> TASK DATA
● ● ● ● ●

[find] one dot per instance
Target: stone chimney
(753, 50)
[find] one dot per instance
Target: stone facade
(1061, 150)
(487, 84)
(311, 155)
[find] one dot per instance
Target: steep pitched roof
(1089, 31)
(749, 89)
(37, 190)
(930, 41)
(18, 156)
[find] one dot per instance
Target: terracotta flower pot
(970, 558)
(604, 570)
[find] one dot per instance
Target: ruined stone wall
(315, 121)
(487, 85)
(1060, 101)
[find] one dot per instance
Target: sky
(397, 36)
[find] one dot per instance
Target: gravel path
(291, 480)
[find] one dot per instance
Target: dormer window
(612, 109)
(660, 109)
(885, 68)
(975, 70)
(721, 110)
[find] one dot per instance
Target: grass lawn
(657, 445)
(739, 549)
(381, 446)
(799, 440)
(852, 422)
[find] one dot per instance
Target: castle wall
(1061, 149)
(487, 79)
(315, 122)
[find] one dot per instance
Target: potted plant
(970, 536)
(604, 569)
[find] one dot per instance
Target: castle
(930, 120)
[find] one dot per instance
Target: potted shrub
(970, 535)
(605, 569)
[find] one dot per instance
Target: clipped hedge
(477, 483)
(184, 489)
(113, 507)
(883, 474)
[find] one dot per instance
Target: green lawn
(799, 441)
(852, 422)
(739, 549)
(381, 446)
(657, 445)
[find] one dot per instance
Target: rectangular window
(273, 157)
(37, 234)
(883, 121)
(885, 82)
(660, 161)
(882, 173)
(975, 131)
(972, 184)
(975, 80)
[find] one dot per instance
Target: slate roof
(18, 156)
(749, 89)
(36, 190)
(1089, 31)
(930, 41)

● ● ● ● ●

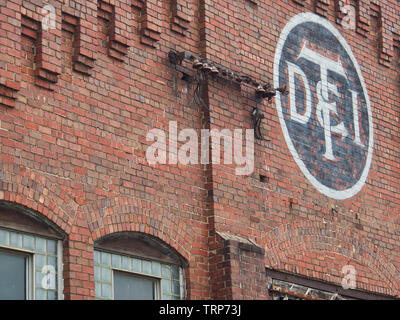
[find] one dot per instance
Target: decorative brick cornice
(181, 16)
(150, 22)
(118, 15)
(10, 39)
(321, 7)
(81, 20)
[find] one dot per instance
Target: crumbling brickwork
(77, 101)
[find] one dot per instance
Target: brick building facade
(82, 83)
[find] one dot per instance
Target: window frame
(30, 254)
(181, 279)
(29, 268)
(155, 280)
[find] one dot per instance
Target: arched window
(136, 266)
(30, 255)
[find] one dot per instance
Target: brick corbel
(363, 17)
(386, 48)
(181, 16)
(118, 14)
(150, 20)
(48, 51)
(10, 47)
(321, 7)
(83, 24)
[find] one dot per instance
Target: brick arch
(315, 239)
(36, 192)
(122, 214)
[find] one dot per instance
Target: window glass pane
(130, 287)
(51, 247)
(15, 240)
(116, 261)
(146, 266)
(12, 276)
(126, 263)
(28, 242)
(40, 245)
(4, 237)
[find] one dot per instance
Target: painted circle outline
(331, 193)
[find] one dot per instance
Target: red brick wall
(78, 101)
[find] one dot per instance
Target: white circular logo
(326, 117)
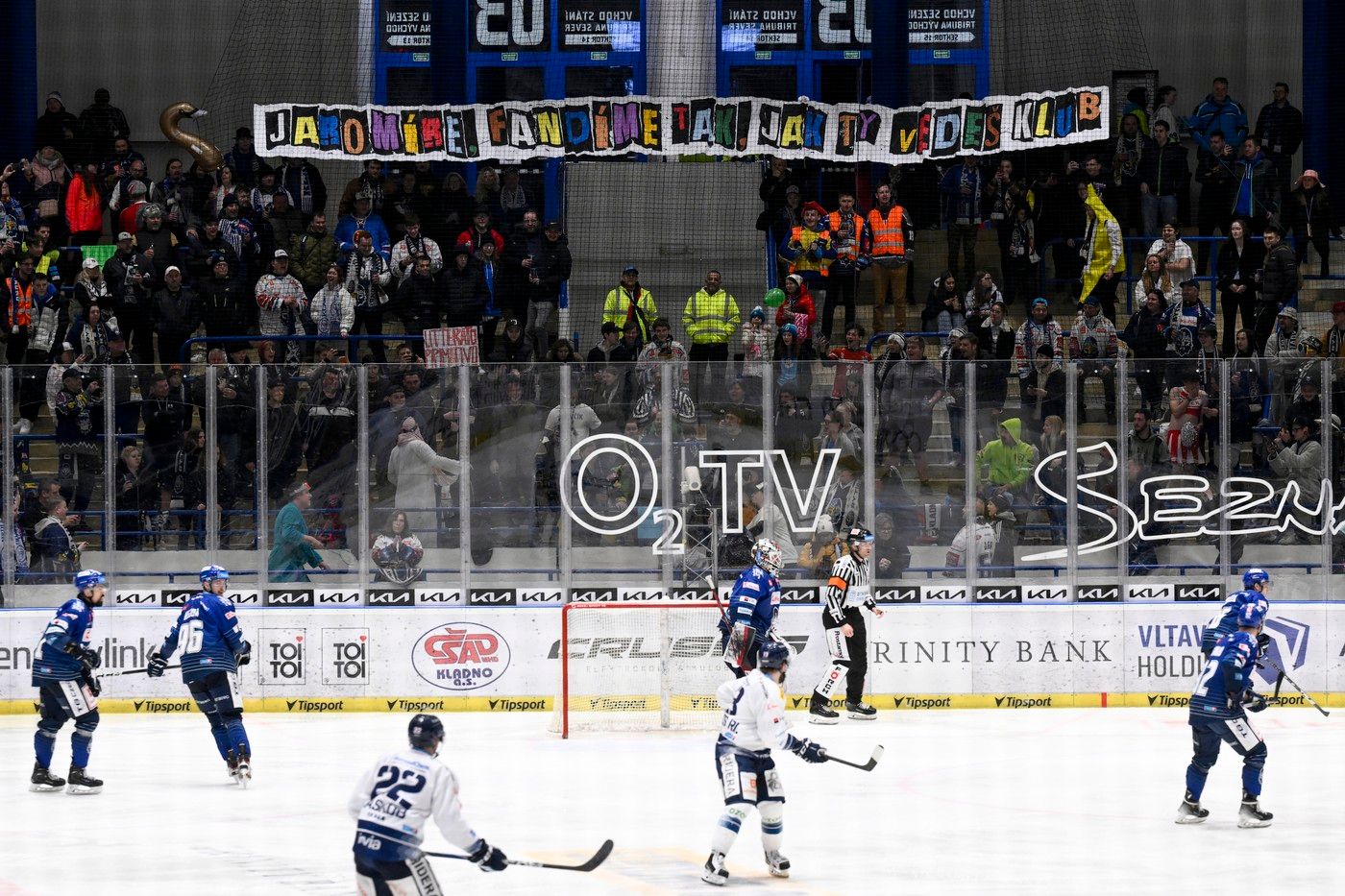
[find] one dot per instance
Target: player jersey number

● ● ● ● ●

> WHAT THE TASK ASKS
Report each line of the records above that contains the word "window", copying every such line in full.

> RESULT BELOW
Target: dormer window
Target: rectangular window
Target: window frame
Target: arched window
Target: window glass pane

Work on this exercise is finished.